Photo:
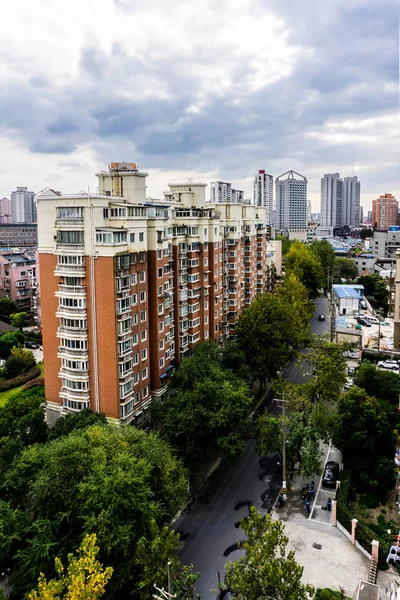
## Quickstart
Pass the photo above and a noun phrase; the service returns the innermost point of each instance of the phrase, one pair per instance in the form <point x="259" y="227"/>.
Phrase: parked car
<point x="388" y="364"/>
<point x="362" y="321"/>
<point x="331" y="474"/>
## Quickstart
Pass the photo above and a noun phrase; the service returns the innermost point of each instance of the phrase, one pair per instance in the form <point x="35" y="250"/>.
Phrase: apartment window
<point x="70" y="237"/>
<point x="124" y="326"/>
<point x="69" y="212"/>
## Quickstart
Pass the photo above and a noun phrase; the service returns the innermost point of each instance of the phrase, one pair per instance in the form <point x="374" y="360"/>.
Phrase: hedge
<point x="9" y="384"/>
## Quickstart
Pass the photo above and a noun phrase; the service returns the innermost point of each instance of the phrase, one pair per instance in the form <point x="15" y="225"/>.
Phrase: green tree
<point x="7" y="306"/>
<point x="364" y="435"/>
<point x="19" y="361"/>
<point x="81" y="420"/>
<point x="307" y="267"/>
<point x="19" y="320"/>
<point x="121" y="483"/>
<point x="272" y="327"/>
<point x="286" y="244"/>
<point x="267" y="570"/>
<point x="345" y="269"/>
<point x="85" y="576"/>
<point x="326" y="255"/>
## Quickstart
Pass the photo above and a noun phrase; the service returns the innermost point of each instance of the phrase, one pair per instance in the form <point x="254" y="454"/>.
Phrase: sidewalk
<point x="328" y="557"/>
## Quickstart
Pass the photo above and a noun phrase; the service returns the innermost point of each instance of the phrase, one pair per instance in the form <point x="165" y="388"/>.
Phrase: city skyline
<point x="243" y="87"/>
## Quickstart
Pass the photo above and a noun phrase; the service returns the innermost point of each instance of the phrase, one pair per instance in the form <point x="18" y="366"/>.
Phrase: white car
<point x="388" y="364"/>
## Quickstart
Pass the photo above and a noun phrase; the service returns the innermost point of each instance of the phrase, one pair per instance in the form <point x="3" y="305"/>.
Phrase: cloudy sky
<point x="210" y="89"/>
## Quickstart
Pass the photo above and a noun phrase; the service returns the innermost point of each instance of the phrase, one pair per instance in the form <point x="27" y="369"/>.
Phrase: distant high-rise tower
<point x="331" y="200"/>
<point x="5" y="211"/>
<point x="385" y="211"/>
<point x="23" y="208"/>
<point x="351" y="202"/>
<point x="291" y="201"/>
<point x="223" y="192"/>
<point x="263" y="192"/>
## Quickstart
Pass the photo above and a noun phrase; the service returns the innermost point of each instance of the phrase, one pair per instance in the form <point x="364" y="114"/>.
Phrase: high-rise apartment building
<point x="291" y="201"/>
<point x="385" y="211"/>
<point x="263" y="192"/>
<point x="351" y="202"/>
<point x="331" y="200"/>
<point x="128" y="286"/>
<point x="23" y="208"/>
<point x="5" y="211"/>
<point x="224" y="192"/>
---+---
# Goal
Retype all the records shown above, character for character. Omit every picture.

# Response to the exercise
Photo:
## Quickstart
Pass the photo above and a noun phrase; the service returns the innermost point of each instance of the phrase, one pair per instance in the form <point x="259" y="227"/>.
Phrase: parked car
<point x="388" y="364"/>
<point x="362" y="321"/>
<point x="331" y="474"/>
## Quickstart
Pass the photo above and a noun phrase; the service returns the innermost point of each instance of the phrase, one pair per instance in the form <point x="35" y="250"/>.
Phrase: apartment window
<point x="70" y="237"/>
<point x="124" y="326"/>
<point x="69" y="212"/>
## Quickstart
Pass the photo above and a noun phrase; the service returns the innermost point of each instance of the phrase, one pair per instance in the form <point x="374" y="360"/>.
Phrase: hedge
<point x="9" y="384"/>
## Quickstart
Pass the photo above and a noun phrase; the service returns the innermost point of each instance of the phrase, one pair per instance in the form <point x="15" y="225"/>.
Phrase: green tree
<point x="7" y="306"/>
<point x="364" y="435"/>
<point x="19" y="361"/>
<point x="81" y="420"/>
<point x="307" y="267"/>
<point x="19" y="320"/>
<point x="121" y="483"/>
<point x="272" y="327"/>
<point x="286" y="244"/>
<point x="267" y="570"/>
<point x="345" y="269"/>
<point x="85" y="576"/>
<point x="326" y="255"/>
## Quickstart
Pass the photo above and a noun phrase; the service returns the innermost point of each instance of the phrase, one pair per instance in the form <point x="254" y="454"/>.
Phrase: sidewalk
<point x="328" y="557"/>
## Quickstart
Pass the photo above and a noun phrase; the service returns the innermost point of each instance of the phrase, one pair per instance in the form <point x="165" y="388"/>.
Phrase: city skyline
<point x="243" y="87"/>
## Quickstart
Pass the photo above and a noun phrase; the service returns the innermost point of each instance of the phrase, one pair per instance in the form <point x="18" y="366"/>.
Phrase: white car
<point x="388" y="364"/>
## Quickstart
Pass the photo above and a noun phrase; the service returns the innermost point of each instance of the phrase, one pair per instance in the form <point x="3" y="305"/>.
Phrase: cloudy sky
<point x="210" y="89"/>
## Quickstart
Pass the photo above and a noun phrase; the service returns the innermost point of each instance of the phrase, one pair per instance in the form <point x="27" y="369"/>.
Phrase: distant high-rise tower
<point x="331" y="200"/>
<point x="5" y="211"/>
<point x="385" y="211"/>
<point x="23" y="208"/>
<point x="351" y="202"/>
<point x="291" y="201"/>
<point x="223" y="192"/>
<point x="263" y="192"/>
## Quickstart
Pass the photo above and a noun phrase; the service returns the innermost point of each instance of the phrase, one pair per instance in the form <point x="364" y="114"/>.
Phrase: high-rise apartment building
<point x="291" y="201"/>
<point x="385" y="211"/>
<point x="263" y="192"/>
<point x="351" y="202"/>
<point x="331" y="200"/>
<point x="128" y="286"/>
<point x="23" y="208"/>
<point x="5" y="211"/>
<point x="224" y="192"/>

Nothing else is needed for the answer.